* begin PAGE EXCERPT *
Tax-exempt entities and non-United States persons face unique tax issues from owning our common units that may result in adverse tax consequences to them.

 

Investment in common units by tax-exempt entities, such as employee benefit plans, individual retirement accounts (known as IRAs), Keogh plans and other retirement plans and non-United States persons raises issues unique to them. For example, virtually all of our income allocated to organizations that are exempt from federal income tax, including IRAs and other retirement plans, will be unrelated business taxable income and will be taxable to them. Distributions to non-United States persons will be reduced by withholding taxes at the highest applicable effective tax rate, and non-United States persons will be required to file United States federal income tax returns and pay tax on their share of our taxable income. If you are a tax-exempt entity or a non-United States person, you should consult your tax advisor before investing in our common units.
* end PAGE EXCERPT *
* begin DATASET ENTRIES *
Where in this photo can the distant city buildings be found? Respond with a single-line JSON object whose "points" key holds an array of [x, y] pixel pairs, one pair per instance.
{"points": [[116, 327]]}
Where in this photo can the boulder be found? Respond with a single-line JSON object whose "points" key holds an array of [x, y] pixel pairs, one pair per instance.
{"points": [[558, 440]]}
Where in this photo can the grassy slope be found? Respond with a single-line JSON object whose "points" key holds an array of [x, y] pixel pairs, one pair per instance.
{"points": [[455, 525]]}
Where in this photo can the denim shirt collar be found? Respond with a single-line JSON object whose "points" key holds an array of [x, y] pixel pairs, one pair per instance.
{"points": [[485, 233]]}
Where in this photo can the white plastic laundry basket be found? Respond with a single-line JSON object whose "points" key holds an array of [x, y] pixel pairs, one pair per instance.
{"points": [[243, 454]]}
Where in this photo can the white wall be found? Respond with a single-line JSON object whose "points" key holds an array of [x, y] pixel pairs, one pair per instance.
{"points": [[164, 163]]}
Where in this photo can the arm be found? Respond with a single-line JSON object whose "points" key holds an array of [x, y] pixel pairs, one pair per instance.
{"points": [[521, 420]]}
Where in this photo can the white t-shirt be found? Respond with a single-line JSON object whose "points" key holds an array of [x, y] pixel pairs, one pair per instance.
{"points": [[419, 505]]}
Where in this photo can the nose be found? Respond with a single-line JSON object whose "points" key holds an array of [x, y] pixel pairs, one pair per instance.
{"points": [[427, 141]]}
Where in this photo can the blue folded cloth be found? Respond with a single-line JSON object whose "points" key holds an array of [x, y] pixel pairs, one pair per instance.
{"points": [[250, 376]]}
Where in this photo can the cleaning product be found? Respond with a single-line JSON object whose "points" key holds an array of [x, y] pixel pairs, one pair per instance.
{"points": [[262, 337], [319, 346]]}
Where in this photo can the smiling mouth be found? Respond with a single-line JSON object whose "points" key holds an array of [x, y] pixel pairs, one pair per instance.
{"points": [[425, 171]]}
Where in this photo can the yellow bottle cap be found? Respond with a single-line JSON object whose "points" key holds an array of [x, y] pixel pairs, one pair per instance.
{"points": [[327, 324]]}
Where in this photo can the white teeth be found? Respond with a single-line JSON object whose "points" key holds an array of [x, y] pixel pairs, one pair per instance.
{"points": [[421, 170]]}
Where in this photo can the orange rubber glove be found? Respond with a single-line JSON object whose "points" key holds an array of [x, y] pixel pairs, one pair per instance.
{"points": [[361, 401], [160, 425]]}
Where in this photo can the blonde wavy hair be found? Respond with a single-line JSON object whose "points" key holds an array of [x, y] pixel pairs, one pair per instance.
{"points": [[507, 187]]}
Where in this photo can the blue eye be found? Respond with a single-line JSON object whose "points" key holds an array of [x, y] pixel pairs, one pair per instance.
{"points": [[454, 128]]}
* end DATASET ENTRIES *
* begin DATASET ENTRIES *
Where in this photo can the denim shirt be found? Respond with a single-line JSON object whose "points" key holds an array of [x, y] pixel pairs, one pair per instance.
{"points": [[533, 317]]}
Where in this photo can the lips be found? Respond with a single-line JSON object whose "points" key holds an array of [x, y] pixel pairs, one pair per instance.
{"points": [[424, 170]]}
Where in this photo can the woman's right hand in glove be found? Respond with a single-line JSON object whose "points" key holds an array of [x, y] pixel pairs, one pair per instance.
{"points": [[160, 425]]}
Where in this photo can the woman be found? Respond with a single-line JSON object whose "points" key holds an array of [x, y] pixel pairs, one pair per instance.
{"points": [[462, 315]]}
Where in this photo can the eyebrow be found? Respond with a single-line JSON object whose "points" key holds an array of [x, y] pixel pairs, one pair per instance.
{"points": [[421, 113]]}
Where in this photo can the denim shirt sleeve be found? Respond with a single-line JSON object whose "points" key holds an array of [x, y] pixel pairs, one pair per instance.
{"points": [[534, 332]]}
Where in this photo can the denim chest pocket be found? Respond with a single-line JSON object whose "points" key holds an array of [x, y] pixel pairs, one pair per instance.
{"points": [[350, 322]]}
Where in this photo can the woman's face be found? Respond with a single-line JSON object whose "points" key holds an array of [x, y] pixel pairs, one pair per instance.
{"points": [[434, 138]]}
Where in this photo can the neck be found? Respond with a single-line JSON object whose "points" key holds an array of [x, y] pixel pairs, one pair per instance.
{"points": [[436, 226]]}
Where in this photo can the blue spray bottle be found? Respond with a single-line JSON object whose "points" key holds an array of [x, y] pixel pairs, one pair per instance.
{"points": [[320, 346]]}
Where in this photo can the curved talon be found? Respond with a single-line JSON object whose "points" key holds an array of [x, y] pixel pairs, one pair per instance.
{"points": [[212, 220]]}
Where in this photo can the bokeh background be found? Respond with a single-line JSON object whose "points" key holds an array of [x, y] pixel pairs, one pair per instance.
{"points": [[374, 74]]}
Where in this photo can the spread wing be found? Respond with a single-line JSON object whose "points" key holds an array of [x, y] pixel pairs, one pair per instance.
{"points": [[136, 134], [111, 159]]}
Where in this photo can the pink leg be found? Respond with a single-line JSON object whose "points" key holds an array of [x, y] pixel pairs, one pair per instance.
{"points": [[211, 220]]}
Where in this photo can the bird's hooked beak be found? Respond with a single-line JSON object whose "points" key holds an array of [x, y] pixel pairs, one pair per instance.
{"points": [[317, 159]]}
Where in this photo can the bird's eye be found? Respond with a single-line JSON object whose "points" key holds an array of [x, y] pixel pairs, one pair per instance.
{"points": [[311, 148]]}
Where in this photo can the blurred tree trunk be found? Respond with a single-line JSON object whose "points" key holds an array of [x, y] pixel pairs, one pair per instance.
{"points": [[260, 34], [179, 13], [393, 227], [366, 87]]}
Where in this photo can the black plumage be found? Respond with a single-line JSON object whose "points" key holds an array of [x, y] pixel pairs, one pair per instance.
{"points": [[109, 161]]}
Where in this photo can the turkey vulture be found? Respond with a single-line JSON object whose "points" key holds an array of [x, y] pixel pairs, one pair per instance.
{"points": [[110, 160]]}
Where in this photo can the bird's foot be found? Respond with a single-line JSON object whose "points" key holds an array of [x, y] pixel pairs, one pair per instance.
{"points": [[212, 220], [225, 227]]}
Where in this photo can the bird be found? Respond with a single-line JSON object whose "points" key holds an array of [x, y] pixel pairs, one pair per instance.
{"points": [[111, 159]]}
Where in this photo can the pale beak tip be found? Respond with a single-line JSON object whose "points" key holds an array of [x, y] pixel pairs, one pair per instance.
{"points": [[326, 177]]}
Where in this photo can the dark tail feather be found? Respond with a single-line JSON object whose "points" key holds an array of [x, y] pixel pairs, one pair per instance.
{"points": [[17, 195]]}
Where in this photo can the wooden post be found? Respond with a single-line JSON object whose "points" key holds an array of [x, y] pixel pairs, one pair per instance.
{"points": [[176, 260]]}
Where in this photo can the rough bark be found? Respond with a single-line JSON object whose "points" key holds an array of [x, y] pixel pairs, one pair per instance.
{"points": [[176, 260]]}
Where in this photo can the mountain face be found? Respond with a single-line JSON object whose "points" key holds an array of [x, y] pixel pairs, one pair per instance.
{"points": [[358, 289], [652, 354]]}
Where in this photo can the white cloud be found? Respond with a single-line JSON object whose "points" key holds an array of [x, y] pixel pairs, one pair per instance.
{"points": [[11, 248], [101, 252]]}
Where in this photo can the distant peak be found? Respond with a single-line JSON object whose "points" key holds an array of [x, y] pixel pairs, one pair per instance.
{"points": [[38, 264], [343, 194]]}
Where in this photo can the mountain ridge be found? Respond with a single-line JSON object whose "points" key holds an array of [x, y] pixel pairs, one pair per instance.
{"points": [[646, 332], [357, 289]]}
* end DATASET ENTRIES *
REQUIRED TASKS:
a. From the tax-issues excerpt, return the passage that begins at the words "Investment in common" and stops after "our common units.".
b. In the tax-issues excerpt, at what rate are withholding taxes applied to distributions to non-United States persons?
c. According to the tax-issues excerpt, why would an IRA holding the common units owe tax on its income from them?

TASK-BY-TASK SOLUTIONS:
a.
Investment in common units by tax-exempt entities, such as employee benefit plans, individual retirement accounts (known as IRAs), Keogh plans and other retirement plans and non-United States persons raises issues unique to them. For example, virtually all of our income allocated to organizations that are exempt from federal income tax, including IRAs and other retirement plans, will be unrelated business taxable income and will be taxable to them. Distributions to non-United States persons will be reduced by withholding taxes at the highest applicable effective tax rate, and non-United States persons will be required to file United States federal income tax returns and pay tax on their share of our taxable income. If you are a tax-exempt entity or a non-United States person, you should consult your tax advisor before investing in our common units.

b. At the highest applicable effective tax rate.

c. Virtually all of the income allocated to organizations exempt from federal income tax, including IRAs, will be unrelated business taxable income. That income is taxable to them.